Write the next part of the notes on plotting data and map projections, starting after their last sentence.

◆ Extract to read:
◆ ◆ ◆ ◆

Here are my notes for how to create data plots using various tools.
DIY
Here’s a blog post I wrote on how to create pie charts using nothing but simple Unix command line tools.
Here’s a blog post I wrote which incidentally includes a small C program to convert standard input into PNG plots. If you just have billions of numbers pouring in from some source and you just need to see them dumped in a graphical representation, I do not believe it gets any more direct than this approach.
Map Projections
If you have a bunch of GPS coordinates, it’s tricky to get them into a
2d representation. The best tool I’ve found for the job is pyproj
which can be obtained easily enough in Debian with apt install
python3-pyproj
.
Projection Geometry
Spheres are non- developable surfaces. You can not represent the surface features of a sphere on a flat map with perfect geometric accuracy. Some how, some way, the geometry from the surface of the sphere must be distorted onto a flat plane. This is usually done by projecting the features onto the plane in some clever way.
There are many, many projection strategies, all with their strengths and disadvantages. Universal Transverse Mercator seems pretty common and reasonable. Here is a helpful beginner guide to unwrapping a sphere using UTM.
Basically, it’s like the normal Mercator that many people are familiar with where Greenland is huge; the transverse part is that the projection cylinder is turned 90 degrees from the poles with its axis running through the equator. This provides the accuracy of the normal Mercator projection where it is most accurate, i.e. at the equator, but shifted to some specific longitudinal band. Those bands are called zones and there are 60 of them spanning six degrees each. Lake Erie is in zone 17. They are numbered starting at the date line meridian and increment east. This puts Britain mostly in zone 30. Subtracting 17 from 30 is 13; multiply by 6 degree zones for 78 degrees longitude which is about right (when negative, west) for Lake Erie.
The center of each strip is set at 500000 meters (500km). This allows you to go well into the neighboring zone before having to worry about negative X values. These maps are best suited to not straying into other zones! Zones are about 668km (roughly: 40000km earth circumference divided by 60, mushed a bit).

◆ ◆ ◆ ◆

◆ Data taken from a collection:
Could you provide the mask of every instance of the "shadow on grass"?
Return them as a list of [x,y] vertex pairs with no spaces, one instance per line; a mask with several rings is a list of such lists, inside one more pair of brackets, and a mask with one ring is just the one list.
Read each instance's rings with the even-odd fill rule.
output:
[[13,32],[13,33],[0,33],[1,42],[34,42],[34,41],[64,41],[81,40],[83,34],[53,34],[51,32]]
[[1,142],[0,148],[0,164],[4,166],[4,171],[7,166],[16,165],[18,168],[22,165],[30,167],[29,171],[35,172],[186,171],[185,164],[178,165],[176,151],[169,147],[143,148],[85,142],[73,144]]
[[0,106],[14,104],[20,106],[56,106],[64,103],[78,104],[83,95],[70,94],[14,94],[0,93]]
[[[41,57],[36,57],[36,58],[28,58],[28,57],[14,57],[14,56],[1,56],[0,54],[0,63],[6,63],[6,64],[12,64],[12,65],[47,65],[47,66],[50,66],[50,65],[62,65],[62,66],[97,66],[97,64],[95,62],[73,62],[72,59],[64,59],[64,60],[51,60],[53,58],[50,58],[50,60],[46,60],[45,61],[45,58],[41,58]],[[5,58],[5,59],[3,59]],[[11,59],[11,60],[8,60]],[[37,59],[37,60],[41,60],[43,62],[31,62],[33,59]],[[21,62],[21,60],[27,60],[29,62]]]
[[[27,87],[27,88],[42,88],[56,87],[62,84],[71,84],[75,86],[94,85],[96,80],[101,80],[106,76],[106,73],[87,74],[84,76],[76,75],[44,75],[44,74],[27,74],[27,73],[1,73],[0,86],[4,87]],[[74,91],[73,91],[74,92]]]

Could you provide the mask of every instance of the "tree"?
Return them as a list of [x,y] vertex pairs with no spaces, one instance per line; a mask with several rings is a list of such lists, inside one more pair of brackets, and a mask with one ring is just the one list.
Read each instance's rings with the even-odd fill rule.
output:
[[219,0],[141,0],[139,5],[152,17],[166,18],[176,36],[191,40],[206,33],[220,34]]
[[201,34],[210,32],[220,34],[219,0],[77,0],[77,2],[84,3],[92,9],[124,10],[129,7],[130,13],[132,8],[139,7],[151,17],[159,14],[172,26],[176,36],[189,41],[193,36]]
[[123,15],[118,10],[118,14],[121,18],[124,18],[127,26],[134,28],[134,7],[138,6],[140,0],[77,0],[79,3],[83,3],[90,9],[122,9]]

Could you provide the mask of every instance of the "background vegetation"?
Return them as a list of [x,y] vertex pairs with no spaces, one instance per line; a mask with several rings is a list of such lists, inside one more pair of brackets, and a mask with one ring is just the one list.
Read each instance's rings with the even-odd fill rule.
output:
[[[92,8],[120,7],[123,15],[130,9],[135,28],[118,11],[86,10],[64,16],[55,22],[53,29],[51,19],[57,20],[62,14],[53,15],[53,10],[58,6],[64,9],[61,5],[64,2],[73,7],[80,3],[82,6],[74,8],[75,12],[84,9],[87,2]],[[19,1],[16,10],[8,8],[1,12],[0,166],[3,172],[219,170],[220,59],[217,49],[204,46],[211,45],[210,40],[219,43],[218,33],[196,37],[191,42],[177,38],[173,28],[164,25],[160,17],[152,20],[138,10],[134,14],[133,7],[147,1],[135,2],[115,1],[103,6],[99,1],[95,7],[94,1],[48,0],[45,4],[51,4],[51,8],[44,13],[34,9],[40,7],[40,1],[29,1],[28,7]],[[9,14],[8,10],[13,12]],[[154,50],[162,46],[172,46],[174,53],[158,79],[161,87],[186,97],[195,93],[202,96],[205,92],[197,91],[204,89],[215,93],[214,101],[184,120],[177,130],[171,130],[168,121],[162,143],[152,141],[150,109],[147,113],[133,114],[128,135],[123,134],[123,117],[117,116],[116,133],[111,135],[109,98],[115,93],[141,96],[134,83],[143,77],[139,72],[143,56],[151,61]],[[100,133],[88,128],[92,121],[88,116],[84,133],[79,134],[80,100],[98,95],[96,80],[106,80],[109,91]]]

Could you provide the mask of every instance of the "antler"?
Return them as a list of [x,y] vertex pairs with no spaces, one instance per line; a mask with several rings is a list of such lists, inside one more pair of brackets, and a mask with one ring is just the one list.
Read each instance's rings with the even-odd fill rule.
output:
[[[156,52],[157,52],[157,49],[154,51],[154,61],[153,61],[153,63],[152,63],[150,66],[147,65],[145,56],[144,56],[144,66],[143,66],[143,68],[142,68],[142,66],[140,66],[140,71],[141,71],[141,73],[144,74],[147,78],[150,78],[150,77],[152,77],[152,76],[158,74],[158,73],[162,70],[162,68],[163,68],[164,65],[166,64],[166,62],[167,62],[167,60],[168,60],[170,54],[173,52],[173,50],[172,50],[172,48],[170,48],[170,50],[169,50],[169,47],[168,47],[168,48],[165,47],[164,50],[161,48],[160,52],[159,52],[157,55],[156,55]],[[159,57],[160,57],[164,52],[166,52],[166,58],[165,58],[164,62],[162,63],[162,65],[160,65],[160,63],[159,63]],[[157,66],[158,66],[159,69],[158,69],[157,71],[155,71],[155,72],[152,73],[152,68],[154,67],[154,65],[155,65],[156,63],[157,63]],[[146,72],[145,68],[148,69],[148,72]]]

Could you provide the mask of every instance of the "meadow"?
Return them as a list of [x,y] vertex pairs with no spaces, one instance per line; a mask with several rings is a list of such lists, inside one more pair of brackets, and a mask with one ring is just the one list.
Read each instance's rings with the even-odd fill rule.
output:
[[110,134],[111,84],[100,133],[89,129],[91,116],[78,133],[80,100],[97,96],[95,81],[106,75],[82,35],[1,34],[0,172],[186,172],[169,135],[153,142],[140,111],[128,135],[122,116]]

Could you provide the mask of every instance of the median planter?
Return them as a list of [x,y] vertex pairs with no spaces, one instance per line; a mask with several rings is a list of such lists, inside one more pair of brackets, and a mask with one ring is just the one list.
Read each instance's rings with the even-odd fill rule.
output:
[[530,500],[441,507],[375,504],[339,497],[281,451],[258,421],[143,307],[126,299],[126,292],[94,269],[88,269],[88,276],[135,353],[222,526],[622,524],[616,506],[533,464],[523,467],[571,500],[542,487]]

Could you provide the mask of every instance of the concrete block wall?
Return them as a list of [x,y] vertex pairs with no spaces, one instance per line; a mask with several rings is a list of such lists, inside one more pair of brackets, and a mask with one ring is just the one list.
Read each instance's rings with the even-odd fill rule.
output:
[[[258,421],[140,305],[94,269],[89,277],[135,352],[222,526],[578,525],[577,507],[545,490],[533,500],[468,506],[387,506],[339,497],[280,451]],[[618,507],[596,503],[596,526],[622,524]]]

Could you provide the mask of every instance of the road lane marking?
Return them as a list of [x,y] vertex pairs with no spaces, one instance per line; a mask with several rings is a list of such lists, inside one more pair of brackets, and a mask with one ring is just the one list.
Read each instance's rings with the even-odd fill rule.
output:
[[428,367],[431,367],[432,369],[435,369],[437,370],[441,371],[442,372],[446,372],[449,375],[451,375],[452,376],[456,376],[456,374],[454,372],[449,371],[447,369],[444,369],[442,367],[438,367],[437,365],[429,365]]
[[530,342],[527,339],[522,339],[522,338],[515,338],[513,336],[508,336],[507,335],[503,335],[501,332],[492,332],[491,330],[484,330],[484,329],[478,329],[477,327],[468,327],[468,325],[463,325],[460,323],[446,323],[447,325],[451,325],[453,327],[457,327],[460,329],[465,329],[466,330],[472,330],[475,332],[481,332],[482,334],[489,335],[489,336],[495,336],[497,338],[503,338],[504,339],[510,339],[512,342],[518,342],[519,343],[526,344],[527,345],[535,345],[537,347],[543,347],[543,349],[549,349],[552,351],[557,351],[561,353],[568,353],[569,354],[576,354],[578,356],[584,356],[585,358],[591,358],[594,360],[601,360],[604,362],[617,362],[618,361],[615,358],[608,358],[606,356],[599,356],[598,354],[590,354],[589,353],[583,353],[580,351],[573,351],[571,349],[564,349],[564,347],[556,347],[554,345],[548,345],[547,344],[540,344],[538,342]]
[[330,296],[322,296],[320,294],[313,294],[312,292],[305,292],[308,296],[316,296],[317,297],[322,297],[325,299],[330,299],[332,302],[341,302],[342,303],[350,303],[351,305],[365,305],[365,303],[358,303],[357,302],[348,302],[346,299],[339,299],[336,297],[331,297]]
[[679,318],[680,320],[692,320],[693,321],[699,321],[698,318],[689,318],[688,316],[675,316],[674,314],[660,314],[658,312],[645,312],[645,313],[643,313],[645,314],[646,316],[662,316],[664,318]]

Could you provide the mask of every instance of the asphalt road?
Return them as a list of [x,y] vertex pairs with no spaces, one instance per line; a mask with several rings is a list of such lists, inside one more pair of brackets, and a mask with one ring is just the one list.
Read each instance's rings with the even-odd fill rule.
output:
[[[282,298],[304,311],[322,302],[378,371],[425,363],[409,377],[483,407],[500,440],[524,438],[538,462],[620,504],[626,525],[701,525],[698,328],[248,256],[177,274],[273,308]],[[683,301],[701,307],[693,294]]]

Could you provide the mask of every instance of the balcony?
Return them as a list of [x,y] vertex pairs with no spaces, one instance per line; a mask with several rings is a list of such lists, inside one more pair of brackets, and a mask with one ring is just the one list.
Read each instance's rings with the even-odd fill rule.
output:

◆ ◆ ◆ ◆

◆ Expected answer:
Earth Geometry
The earth is not a sphere. It is close to an oblate spheroid. This is similar to the shape of a yoga ball if you’re sitting on it. Not only is it not spherical with respect to the ratio of the equator (fatter) to a meridian, the radius of the earth at the equator is different by about 21km where the side of the earth is pushed in the most. Hence it is truly closer to an oblate ellipsoid. You can assume that the earth is a sphere, you can assume it is a squished sphere, or you can assume it’s something even more complicated. The WGS84 specification defines an earth shape that is pretty useful for most tasks. For a full supported list look at:
Example Usage
Looking at help(pyproj)
produces a lot of very useful reference
documentation. Specifically help(pyproj.Proj.__new__)
produces this
helpful information.
>>> from pyproj import Proj
>>> p = Proj(proj='utm',zone=10,ellps='WGS84') # use kwargs
>>> x,y = p(-120.108, 34.36116666)
>>> 'x=%9.3f y=%11.3f' % (x,y)
'x=765975.641 y=3805993.134'
>>> 'lon=%8.3f lat=%5.3f' % p(x,y,inverse=True)
'lon=-120.108 lat=34.361'
>>> # do 3 cities at a time in a tuple (Fresno, LA, SF)
>>> lons = (-119.72,-118.40,-122.38)
>>> lats = (36.77, 33.93, 37.62 )
>>> x,y = p(lons, lats)
>>> 'x: %9.3f %9.3f %9.3f' % x
'x: 792763.863 925321.537 554714.301'
>>> 'y: %9.3f %9.3f %9.3f' % y
'y: 4074377.617 3763936.941 4163835.303'
>>> lons, lats = p(x, y, inverse=True) # inverse transform
>>> 'lons: %8.3f %8.3f %8.3f' % lons
'lons: -119.720 -118.400 -122.380'
>>> 'lats: %8.3f %8.3f %8.3f' % lats
'lats: 36.770 33.930 37.620'
>>> p2 = Proj('+proj=utm +zone=10 +ellps=WGS84') # use proj4 string
>>> x,y = p2(-120.108, 34.36116666)
>>> 'x=%9.3f y=%11.3f' % (x,y)
'x=765975.641 y=3805993.134'
>>> p = Proj(init="epsg:32667")
>>> 'x=%12.3f y=%12.3f (meters)' % p(-114.057222, 51.045)
'x=-1783486.760 y= 6193833.196 (meters)'
>>> p = Proj("+init=epsg:32667",preserve_units=True)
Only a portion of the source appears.